[KUTIPAN TEKS]
====================

Dari tayangan ini juga, pada episode Kelas Internasional kita memahami betapa pentingnya komunikasi antar budaya, karena setiap orang tentu berasal dari budaya yang berbeda, nah dalam berkomunikasi, khususnya komunikasi verbal, bahasa adalah perantara yang digunakan dalam komunikasi antar budaya, maka dari itu dari tayangan itu diajarkan penting menggunakan bahasa Indonesia yang baik, karena murid-murid internasional itu berasal dari negara yang berbeda, agar tercapainya kesepahaman dalam berinteraksi dan berkomunikasi, mereka sudah terbiasa menggunakan bahasa Indonesia yang diajarkan oleh Pak Budi, guru mereka. 

Tentu akan aneh ketika mereka mendengarkan bahasa gaul yang belum pernah didengar sebelumnya, sehingga pada akhirnya mereka juga ikut terpengaruh. Sebenarnya, menurut saya tidak salah dalam berbahasa gaul, tapi harus perhatikan siapa dan bagaimana konteks komunikasi yang akan kita lakukan, contohnya saja saat Ibu Nendes berbahasa gaul yang mengerti dalam tayangan itu hanya Bu Kantini, sedangkan yang lain kebingungan dan merasa aneh termasuk saya. Sama juga dengan penggunaan bahasa Jawa yang disediakan subtitlenya karena tidak semua orang mengerti bahasa Jawa.

====================

[Data kotak pembatas]
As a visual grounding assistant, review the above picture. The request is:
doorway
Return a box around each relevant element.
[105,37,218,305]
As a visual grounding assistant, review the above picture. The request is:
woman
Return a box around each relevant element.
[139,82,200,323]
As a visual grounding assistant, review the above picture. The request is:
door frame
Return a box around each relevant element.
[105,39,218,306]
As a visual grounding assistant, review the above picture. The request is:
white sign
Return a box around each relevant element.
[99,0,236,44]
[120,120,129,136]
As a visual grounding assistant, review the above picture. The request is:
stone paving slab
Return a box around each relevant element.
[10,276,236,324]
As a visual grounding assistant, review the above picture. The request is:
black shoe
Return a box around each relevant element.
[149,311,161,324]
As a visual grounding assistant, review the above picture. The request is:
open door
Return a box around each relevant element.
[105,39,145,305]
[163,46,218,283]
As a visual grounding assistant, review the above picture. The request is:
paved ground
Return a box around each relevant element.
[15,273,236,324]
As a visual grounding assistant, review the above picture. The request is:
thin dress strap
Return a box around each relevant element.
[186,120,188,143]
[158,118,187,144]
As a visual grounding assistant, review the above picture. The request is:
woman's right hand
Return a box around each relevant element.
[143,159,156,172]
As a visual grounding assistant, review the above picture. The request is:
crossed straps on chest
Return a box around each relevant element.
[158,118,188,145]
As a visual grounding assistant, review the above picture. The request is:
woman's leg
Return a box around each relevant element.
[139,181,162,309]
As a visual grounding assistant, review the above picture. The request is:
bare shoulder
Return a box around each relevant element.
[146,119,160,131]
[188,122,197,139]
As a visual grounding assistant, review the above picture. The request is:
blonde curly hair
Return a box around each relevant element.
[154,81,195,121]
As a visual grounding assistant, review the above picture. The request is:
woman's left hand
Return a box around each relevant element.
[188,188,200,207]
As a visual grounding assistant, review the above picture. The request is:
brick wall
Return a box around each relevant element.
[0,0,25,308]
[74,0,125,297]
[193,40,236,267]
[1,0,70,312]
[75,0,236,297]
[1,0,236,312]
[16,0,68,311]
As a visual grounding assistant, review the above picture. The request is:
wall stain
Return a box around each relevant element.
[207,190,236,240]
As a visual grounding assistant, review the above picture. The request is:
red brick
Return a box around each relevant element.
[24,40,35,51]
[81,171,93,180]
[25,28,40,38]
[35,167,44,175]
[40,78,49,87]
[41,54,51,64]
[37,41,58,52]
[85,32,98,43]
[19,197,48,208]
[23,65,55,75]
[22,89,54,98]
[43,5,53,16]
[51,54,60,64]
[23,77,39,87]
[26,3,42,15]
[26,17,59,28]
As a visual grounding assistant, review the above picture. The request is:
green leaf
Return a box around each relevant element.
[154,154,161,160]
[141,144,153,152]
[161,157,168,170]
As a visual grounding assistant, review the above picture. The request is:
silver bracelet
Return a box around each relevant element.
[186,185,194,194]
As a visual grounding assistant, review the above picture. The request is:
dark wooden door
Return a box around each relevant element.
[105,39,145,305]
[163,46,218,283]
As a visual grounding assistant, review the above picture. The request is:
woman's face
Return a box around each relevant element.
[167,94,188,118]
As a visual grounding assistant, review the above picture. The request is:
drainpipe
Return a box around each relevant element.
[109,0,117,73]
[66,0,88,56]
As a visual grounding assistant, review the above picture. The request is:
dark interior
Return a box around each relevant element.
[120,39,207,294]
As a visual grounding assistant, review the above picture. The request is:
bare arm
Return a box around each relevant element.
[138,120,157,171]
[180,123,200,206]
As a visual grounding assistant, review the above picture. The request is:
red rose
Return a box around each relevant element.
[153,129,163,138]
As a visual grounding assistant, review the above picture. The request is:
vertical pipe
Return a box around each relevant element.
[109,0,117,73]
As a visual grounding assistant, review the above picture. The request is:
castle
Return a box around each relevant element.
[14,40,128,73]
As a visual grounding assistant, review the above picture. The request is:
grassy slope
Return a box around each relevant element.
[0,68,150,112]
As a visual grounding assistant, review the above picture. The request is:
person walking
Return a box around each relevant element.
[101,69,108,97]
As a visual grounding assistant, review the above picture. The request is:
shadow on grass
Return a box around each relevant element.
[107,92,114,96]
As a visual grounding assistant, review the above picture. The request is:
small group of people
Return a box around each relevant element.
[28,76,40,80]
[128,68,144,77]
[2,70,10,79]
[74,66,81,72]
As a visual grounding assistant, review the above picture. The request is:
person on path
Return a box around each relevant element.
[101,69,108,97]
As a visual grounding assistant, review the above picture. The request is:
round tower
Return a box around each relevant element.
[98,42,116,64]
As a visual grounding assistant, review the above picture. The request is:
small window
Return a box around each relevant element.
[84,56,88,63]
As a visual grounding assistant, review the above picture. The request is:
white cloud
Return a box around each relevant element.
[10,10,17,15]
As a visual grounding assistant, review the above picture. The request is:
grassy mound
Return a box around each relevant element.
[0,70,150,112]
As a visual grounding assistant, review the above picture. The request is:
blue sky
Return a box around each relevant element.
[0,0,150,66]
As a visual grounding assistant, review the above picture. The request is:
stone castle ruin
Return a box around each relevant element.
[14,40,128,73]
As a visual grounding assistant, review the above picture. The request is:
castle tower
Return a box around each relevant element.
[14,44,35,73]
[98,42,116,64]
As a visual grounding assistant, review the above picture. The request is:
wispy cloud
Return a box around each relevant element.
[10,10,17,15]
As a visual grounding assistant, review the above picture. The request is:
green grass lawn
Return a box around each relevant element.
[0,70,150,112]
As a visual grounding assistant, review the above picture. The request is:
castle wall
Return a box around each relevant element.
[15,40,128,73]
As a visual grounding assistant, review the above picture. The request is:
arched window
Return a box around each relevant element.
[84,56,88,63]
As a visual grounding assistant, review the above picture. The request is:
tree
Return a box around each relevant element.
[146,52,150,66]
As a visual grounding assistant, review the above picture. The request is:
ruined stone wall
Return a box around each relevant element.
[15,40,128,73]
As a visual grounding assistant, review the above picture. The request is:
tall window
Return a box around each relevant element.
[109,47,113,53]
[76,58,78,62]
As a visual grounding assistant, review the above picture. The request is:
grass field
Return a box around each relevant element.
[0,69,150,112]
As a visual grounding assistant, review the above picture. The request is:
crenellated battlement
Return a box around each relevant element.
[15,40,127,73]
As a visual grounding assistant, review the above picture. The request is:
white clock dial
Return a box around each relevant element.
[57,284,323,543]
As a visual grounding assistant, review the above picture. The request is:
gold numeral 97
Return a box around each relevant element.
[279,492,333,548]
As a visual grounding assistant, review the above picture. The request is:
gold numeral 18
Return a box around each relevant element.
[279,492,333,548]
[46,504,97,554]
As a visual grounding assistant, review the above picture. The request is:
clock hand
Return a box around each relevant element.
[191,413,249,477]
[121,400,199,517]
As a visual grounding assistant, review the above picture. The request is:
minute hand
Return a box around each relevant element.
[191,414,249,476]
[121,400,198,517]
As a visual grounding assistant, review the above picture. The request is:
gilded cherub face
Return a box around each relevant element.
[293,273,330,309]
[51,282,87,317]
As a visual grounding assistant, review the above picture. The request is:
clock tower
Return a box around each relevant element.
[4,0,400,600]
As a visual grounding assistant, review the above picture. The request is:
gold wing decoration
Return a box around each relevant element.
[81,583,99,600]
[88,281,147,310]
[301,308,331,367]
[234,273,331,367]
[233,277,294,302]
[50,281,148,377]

====================

[TUJUAN TUGAS]
1. Ubah skala semua data mulai dari awal data sampai baris yang memuat "[10,276,236,324]", termasuk kedua ujungnya, dan tulis ulang baris-baris itu beserta permintaannya dengan setiap koordinat kotak dalam jawaban dikalikan 1,55 lalu dibulatkan ke bilangan bulat, angka setengah dibulatkan ke atas.
2. Tulis lanjutan teks tentang komunikasi antarbudaya dan penggunaan bahasa gaul, mulai setelah kalimat terakhirnya.

[SOAL TERPECAHKAN]
1.
As a visual grounding assistant, review the above picture. The request is:
doorway
Return a box around each relevant element.
[163,57,338,473]
As a visual grounding assistant, review the above picture. The request is:
woman
Return a box around each relevant element.
[215,127,310,501]
As a visual grounding assistant, review the above picture. The request is:
door frame
Return a box around each relevant element.
[163,60,338,474]
As a visual grounding assistant, review the above picture. The request is:
white sign
Return a box around each relevant element.
[153,0,366,68]
[186,186,200,211]
As a visual grounding assistant, review the above picture. The request is:
stone paving slab
Return a box around each relevant element.
[16,428,366,502]

2.
Terakhir, saya juga ingin mengaitkan dengan komunikasi non verbal dari interaksi yang mereka lakukan. Terlihat saat menonton, saya perhatikan jika mereka menggunakan bahasa gaul, anggota tubuh mereka lebih ekspresif dan sedikit manja-manja begitu. Jadi bisa kita simpulkan, bahwa bahasa yang digunakan haruslah sesuai siapa komunikan kita, situasi, dan kondisi. Karena jika ingin berinteraksi dengan orang lain, pastinya harus sama-sama paham apa pesan yang ingin disampaikan.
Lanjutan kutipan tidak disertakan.